**EXCERPT TO READ:**

──────────────────────────────

In 2000, President Bill Clinton dedicated the month of March as National Colorectal Cancer Month. During this month, we rally together in order to provide support for patients, survivors, and advocates around the country. Wear blue! Hold a fundraiser! Educate! Don’t assume that everyone knows about colorectal cancer. It’s key to take this time to raise awareness about Colorectal Cancer to our communities.
Colorectal Cancer Overview
Colorectal Cancer is cancer that begins in the rectum or colon. It begins with polyps in either the rectum or the colon that can change to cancer over time. From there, it spreads, growing into blood or lymph vessels, traveling to lymph nodes, and attacking other more distant parts of the body.
Symptoms of Colorectal Cancer
Symptoms of colorectal cancer include a persistent change in bowel habits, rectal bleeding or blood in the stool, persistent abdominal discomfort, weakness and fatigue, unexplained weight loss, or feeling that your bowel doesn’t empty completely. In the early stages of colon or rectum cancer, one may not experience these signs. As cancer grows, they vary and are largely dependant on the cancer’s size and location.

──────────────────────────────

**SOURCE MATERIAL:**
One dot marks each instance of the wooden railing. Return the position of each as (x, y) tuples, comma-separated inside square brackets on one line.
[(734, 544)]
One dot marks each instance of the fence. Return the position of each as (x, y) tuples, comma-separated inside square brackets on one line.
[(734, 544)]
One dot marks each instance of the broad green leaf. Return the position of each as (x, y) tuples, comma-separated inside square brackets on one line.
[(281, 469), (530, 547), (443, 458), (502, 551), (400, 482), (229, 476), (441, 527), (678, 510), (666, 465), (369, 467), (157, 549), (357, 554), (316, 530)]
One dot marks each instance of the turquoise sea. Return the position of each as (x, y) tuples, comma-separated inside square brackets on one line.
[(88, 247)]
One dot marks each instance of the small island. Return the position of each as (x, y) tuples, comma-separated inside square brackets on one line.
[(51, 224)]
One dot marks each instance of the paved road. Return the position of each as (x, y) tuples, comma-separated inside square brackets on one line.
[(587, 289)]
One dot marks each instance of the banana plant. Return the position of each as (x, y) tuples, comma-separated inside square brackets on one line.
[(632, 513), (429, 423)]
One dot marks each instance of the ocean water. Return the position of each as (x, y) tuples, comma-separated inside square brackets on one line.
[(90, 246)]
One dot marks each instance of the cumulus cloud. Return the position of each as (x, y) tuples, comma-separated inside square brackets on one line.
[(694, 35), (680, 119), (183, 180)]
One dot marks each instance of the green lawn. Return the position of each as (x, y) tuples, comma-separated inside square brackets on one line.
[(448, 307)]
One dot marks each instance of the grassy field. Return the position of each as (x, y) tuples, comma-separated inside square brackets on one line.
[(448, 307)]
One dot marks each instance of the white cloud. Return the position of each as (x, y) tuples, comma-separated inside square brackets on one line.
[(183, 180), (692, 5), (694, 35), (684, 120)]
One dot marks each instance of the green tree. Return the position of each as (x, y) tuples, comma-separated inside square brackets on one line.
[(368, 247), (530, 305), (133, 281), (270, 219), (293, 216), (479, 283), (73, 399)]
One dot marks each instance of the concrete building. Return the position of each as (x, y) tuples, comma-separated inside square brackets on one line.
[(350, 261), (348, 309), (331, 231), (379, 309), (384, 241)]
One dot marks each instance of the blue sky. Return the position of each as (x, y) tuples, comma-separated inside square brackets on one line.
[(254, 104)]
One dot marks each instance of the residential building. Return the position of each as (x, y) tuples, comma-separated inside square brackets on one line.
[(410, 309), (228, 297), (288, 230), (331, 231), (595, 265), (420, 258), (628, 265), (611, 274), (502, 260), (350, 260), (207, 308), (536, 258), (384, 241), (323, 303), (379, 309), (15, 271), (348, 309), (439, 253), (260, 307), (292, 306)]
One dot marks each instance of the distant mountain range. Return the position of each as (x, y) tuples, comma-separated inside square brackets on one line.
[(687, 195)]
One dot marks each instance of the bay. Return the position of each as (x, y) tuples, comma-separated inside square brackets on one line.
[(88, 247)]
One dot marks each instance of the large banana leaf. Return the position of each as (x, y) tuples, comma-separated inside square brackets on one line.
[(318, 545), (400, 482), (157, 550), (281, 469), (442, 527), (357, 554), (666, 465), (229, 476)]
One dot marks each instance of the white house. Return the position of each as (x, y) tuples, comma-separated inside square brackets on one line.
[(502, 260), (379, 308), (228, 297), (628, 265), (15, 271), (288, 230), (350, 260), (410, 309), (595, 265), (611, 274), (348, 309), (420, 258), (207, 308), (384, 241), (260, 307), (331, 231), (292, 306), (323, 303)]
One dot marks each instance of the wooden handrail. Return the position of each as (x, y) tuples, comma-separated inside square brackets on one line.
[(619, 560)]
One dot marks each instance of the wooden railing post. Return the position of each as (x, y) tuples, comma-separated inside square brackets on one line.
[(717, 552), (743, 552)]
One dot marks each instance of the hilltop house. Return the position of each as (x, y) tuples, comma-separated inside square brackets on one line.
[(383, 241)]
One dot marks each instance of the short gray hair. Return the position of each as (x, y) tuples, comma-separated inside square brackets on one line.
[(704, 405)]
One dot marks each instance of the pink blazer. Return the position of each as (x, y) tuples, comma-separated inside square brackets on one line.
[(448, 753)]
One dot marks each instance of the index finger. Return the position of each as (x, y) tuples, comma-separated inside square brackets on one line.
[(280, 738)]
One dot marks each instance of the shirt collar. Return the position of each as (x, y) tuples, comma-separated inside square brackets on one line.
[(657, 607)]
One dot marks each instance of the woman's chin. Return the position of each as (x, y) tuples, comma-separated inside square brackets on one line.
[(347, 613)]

──────────────────────────────

From the colorectal cancer text, list each symptom it names, keeping the text's own wording and grouping.

**RESPONSE AREA:**
- a persistent change in bowel habits
- rectal bleeding or blood in the stool
- persistent abdominal discomfort
- weakness and fatigue
- unexplained weight loss
- feeling that your bowel doesn't empty completely